> **Données à traiter**:

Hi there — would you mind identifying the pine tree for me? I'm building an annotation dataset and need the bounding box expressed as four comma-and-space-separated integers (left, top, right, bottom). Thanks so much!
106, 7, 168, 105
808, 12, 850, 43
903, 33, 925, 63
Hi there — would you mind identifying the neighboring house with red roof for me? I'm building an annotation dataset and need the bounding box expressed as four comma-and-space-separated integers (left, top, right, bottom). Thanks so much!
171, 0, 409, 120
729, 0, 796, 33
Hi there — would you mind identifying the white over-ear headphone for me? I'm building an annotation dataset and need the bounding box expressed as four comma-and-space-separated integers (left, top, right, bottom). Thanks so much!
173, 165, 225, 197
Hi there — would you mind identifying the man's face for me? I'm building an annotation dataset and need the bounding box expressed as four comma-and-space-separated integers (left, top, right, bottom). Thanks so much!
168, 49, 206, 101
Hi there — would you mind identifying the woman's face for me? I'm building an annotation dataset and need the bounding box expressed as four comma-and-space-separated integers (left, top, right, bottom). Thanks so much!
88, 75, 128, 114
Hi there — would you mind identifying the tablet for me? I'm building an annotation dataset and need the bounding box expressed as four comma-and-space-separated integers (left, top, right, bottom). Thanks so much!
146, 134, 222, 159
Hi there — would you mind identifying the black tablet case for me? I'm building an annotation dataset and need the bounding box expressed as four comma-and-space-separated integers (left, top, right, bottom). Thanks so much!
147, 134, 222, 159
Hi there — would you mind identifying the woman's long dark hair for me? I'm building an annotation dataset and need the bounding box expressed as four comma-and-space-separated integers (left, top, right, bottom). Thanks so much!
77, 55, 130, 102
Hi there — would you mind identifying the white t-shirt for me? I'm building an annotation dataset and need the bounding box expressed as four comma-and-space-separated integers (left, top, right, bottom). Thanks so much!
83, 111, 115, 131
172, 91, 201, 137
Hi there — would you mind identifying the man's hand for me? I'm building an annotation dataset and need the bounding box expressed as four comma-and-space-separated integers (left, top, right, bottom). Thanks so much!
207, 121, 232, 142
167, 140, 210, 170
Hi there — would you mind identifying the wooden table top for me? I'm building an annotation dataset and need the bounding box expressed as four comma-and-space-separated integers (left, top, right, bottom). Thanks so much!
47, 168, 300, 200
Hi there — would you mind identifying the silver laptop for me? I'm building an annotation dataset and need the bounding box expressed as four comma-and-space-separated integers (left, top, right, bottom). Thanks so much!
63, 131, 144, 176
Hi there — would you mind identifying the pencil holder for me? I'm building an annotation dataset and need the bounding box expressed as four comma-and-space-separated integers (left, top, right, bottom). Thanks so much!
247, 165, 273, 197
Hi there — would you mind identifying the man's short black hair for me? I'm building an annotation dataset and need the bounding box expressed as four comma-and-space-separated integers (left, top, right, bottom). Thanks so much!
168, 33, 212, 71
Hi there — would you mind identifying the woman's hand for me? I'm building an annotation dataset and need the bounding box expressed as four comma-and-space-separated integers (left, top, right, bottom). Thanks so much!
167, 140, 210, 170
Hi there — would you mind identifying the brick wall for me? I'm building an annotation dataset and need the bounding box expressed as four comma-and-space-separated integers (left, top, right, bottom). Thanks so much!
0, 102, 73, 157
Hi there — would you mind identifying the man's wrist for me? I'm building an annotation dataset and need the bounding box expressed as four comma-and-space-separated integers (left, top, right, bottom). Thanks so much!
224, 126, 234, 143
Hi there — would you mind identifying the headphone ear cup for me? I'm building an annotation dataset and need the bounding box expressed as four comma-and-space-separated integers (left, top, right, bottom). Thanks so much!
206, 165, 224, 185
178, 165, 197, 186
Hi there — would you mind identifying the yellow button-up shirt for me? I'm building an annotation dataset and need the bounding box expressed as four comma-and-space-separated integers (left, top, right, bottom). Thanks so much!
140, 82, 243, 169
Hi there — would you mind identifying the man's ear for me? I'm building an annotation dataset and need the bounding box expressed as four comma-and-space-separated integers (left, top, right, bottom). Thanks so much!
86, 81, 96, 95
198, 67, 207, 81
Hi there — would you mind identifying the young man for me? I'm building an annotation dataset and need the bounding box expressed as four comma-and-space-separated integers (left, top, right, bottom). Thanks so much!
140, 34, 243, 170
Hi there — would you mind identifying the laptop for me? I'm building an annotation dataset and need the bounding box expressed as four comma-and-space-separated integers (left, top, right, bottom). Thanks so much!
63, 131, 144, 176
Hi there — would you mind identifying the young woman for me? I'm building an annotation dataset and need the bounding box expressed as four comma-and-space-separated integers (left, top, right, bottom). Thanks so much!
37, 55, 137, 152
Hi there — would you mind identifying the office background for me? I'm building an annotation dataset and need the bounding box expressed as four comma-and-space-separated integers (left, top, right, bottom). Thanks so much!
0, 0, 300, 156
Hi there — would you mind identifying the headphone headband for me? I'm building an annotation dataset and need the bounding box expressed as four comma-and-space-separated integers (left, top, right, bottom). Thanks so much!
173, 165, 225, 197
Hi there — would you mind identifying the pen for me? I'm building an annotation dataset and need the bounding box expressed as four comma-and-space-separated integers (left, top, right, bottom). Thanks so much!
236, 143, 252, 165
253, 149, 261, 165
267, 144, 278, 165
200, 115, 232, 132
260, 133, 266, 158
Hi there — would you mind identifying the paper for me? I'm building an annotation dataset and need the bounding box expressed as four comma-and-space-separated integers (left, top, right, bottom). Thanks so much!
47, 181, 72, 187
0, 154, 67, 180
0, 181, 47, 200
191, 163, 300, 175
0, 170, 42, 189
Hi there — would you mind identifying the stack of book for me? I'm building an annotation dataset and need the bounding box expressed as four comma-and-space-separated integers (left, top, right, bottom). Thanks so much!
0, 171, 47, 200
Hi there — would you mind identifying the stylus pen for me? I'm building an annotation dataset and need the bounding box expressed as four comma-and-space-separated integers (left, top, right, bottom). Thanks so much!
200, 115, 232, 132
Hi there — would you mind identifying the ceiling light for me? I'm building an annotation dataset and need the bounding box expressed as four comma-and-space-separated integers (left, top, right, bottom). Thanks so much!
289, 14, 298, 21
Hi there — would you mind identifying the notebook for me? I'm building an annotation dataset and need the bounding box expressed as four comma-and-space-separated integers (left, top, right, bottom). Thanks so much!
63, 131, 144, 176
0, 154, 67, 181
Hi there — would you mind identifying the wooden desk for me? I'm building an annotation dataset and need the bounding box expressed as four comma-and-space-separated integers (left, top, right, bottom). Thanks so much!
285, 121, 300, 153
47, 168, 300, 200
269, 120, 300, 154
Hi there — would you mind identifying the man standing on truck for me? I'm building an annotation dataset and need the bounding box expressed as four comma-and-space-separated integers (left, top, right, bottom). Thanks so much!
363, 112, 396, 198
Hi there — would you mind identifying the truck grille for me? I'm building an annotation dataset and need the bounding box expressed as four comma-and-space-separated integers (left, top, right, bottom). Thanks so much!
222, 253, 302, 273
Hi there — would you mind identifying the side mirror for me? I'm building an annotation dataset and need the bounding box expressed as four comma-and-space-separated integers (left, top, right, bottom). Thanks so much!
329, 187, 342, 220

> **Objectif de l'exercice**: Recopiez les lignes ci-dessus, demandes comprises, en commençant par la ligne qui contient « Hi there — would you mind identifying the stylus » et en allant jusqu'à la ligne qui contient « 363, 112, 396, 198 », ces deux lignes incluses. Augmentez de 109 chaque coordonnée des cadres donnés en réponse, sans toucher aux nombres des demandes, et ne rendez que ces lignes.

> **Réponse commentée**:
Hi there — would you mind identifying the stylus pen for me? I'm building an annotation dataset and need the bounding box expressed as four comma-and-space-separated integers (left, top, right, bottom). Thanks so much!
309, 224, 341, 241
Hi there — would you mind identifying the ceiling light for me? I'm building an annotation dataset and need the bounding box expressed as four comma-and-space-separated integers (left, top, right, bottom). Thanks so much!
398, 123, 407, 130
Hi there — would you mind identifying the notebook for me? I'm building an annotation dataset and need the bounding box expressed as four comma-and-space-separated integers (left, top, right, bottom). Thanks so much!
172, 240, 253, 285
109, 263, 176, 290
Hi there — would you mind identifying the wooden desk for me? I'm building an annotation dataset and need the bounding box expressed as four comma-and-space-separated integers (left, top, right, bottom). Thanks so much!
394, 230, 409, 262
156, 277, 409, 309
378, 229, 409, 263
Hi there — would you mind identifying the man standing on truck for me? I'm building an annotation dataset and need the bounding box expressed as four comma-and-space-separated integers (left, top, right, bottom). Thanks so much!
472, 221, 505, 307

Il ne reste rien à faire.